§ GIVEN TASK: Convert the items below into a two-column CSV with the header instruction,points, giving one row per item. Put each item's text and its answer in a separate quoted field, and replace any line breaks with spaces.

§ PROVIDED RECORDS:
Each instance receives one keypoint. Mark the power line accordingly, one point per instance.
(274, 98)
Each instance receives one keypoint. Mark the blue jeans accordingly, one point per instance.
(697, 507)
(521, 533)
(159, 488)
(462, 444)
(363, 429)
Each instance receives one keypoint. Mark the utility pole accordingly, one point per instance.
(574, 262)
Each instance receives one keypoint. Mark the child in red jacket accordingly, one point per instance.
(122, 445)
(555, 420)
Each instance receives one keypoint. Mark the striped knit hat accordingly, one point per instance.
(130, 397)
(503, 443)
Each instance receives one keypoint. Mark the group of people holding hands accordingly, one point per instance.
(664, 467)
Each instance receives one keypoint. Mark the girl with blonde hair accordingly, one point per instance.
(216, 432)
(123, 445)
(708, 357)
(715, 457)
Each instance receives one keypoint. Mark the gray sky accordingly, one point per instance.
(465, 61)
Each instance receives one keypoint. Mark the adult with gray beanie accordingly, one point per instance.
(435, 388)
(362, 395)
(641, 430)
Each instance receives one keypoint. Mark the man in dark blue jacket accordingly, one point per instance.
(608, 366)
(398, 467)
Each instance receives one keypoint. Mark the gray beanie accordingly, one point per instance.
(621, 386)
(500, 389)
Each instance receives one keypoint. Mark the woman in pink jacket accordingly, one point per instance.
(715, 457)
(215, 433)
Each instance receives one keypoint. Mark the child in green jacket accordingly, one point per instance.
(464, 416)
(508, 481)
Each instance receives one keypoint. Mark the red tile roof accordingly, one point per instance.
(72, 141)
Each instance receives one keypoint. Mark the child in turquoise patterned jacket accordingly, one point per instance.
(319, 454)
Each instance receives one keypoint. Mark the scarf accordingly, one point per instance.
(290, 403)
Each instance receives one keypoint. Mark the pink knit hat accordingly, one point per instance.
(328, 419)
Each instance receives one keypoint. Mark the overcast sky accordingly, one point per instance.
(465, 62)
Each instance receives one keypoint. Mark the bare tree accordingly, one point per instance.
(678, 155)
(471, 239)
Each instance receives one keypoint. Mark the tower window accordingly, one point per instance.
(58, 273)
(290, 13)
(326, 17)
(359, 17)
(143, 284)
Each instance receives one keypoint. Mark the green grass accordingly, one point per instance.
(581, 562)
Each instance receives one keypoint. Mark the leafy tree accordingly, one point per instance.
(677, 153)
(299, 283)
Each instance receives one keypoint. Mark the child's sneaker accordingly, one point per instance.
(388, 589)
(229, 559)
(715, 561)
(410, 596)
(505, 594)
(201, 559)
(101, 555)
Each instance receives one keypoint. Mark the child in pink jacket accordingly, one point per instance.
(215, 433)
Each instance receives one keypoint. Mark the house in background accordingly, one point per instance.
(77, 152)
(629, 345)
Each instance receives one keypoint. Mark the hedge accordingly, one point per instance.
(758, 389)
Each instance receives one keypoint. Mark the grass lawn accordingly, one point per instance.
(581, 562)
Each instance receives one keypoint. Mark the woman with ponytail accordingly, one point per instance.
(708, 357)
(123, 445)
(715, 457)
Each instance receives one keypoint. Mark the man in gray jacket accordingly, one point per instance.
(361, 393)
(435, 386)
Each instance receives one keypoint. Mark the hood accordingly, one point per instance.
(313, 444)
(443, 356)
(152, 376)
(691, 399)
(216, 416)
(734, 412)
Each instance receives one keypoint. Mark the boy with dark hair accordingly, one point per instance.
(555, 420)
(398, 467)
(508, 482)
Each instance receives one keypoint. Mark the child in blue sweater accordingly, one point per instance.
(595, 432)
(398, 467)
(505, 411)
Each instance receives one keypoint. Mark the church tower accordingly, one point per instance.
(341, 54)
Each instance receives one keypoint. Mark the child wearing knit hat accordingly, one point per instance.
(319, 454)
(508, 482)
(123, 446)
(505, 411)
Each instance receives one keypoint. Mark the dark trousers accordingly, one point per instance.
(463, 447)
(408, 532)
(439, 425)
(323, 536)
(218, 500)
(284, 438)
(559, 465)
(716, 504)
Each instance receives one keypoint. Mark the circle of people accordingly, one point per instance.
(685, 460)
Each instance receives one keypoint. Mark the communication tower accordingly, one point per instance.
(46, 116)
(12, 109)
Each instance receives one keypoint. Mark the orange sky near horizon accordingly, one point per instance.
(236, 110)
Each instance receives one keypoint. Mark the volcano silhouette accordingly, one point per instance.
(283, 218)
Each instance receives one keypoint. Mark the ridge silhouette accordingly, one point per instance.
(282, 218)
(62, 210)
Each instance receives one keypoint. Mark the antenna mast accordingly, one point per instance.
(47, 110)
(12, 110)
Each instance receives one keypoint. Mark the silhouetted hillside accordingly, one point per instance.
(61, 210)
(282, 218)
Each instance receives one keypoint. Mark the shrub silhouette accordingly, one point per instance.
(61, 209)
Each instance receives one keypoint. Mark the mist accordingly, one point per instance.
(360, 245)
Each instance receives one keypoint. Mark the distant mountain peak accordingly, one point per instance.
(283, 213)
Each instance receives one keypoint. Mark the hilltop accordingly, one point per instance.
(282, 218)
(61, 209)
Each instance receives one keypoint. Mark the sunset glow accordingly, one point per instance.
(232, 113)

§ SOLUTION TO THIS EXERCISE:
instruction,points
"Each instance receives one keypoint. Mark the power line accordingly, one point per instance.","(274, 98)"
"Each instance receives one keypoint. Mark the blue jeans accordingly, one point per instance.","(697, 507) (521, 533) (159, 488) (462, 444) (363, 429)"
"Each instance receives one keypoint. Mark the utility pole accordingly, one point per instance.","(574, 262)"
"Each instance receives one keypoint. Mark the child in red jacket accordingly, one point per instance.","(122, 445) (555, 420)"
"Each instance receives one keypoint. Mark the striped knit hat accordingly, one point per instance.","(130, 397) (503, 443)"
"Each instance receives one keypoint. Mark the group of people holding hands accordingly, one point per instance.","(664, 467)"
"Each instance receives one keypoint. Mark the girl with blonde hair accordingly, one point per instance.","(216, 432) (123, 445) (708, 357) (715, 457)"
"Each instance receives one keypoint. Mark the gray sky accordingly, one point per instance.","(465, 61)"
"Each instance receives one keypoint. Mark the adult with gray beanie accordingly, one point per instance.","(435, 388) (362, 395) (641, 430)"
"Each instance receives one keypoint. Mark the man in dark blue jacket accordingly, one point per instance.","(608, 366) (398, 467)"
"Each instance receives one keypoint. Mark the gray beanie accordingly, one point per instance.","(621, 386) (500, 389)"
"Each instance receives one keypoint. Mark the woman in pink jacket accordingly, one point per instance.","(715, 457) (215, 433)"
"Each instance receives one keypoint. Mark the child in green jacket accordingly, one point per instance.","(464, 416) (508, 481)"
"Each instance receives one keypoint. Mark the red tile roof accordingly, one point per instance.","(72, 141)"
"Each instance receives one keypoint. Mark the child in turquoise patterned jacket accordingly, one point per instance.","(319, 454)"
"Each instance receives one keypoint. Mark the scarf accordingly, one point per instance.","(290, 403)"
"Each instance receives one keypoint. Mark the pink knit hat accordingly, one point per instance.","(328, 419)"
"Each instance receives one keypoint. Mark the overcast sky accordingly, one point per instance.","(465, 62)"
"Each instance receives one keypoint. Mark the bare tree accordingly, one point per instance.","(678, 155) (471, 239)"
"Each instance receives one keypoint. Mark the tower window accordingly, one point per instance.","(58, 273) (290, 13) (326, 17) (359, 17) (143, 284)"
"Each instance receives one keypoint. Mark the green grass accordingly, one point per instance.","(581, 562)"
"Each instance receives one keypoint. Mark the leafy tree accordingly, one point per instance.","(677, 153) (299, 283)"
"Each instance receives one keypoint. Mark the child's sneaker accordingly, one point per instance.","(388, 589) (229, 559) (715, 561) (410, 596) (505, 594) (201, 559) (101, 555)"
"Each instance receives one keypoint. Mark the child in pink jacket accordingly, one point per instance.","(215, 433)"
"Each instance receives one keypoint. Mark the house in background accordingly, one point per instance.","(77, 152) (629, 345)"
"Each instance receives one keypoint. Mark the hedge accordingly, one point per instance.","(758, 389)"
"Each instance receives one keypoint. Mark the grass lawn accordingly, one point per instance.","(581, 562)"
"Each instance receives one keypoint. Mark the woman with ponytail accordingly, one point per instance.","(708, 357) (123, 445) (715, 457)"
"Each instance receives one keypoint. Mark the man in gray jacket accordingly, one point per instance.","(361, 393) (435, 386)"
"Each instance receives one keypoint. Mark the hood accordingly, one point per instance.","(313, 444) (443, 356) (152, 376) (691, 399) (216, 416) (734, 412)"
"Each instance receives one keypoint. Mark the boy with dark hair accordingly, one point per instance.","(555, 420) (398, 467) (508, 482)"
"Each instance receives one keypoint. Mark the child in blue sweater accordingly, one point per instance.","(595, 432) (398, 467) (505, 411)"
"Each instance receives one keypoint. Mark the church tower accordingly, one point per instance.","(341, 54)"
"Each instance receives one keypoint. Mark the child wearing knit hat accordingly, one point per instance.","(319, 454) (508, 482) (123, 446) (505, 411)"
"Each instance receives one keypoint. Mark the dark trousers accordingly, one point per instance.","(463, 447) (408, 532) (439, 425) (323, 536) (218, 500) (284, 438) (559, 465) (716, 504)"
"Each instance receives one keypoint. Mark the circle of people accordingly, one point per instance.","(685, 460)"
"Each instance receives one keypoint. Mark the communication tower accordingly, one point per instance.","(46, 116) (12, 109)"
"Each instance receives one keypoint. Mark the orange sky near horizon accordingly, one point per instance.","(236, 110)"
"Each instance receives one keypoint. Mark the volcano silhouette accordingly, one point per instance.","(283, 218)"
"Each instance receives one keypoint. Mark the ridge silhouette accordingly, one point per instance.","(282, 218) (62, 210)"
"Each instance receives one keypoint. Mark the antenna mast accordingly, one point per instance.","(47, 110) (12, 110)"
"Each instance receives one keypoint. Mark the silhouetted hillside accordingly, one point per instance.","(61, 210) (282, 218)"
"Each instance receives one keypoint. Mark the shrub silhouette accordingly, one point per instance.","(61, 209)"
"Each instance receives one keypoint. Mark the mist accordingly, one point per instance.","(360, 245)"
"Each instance receives one keypoint. Mark the distant mountain peak accordingly, one point per instance.","(283, 213)"
"Each instance receives one keypoint. Mark the hilltop accordingly, one point per instance.","(282, 218) (61, 209)"
"Each instance receives one keypoint. Mark the sunset glow accordingly, one point per instance.","(232, 113)"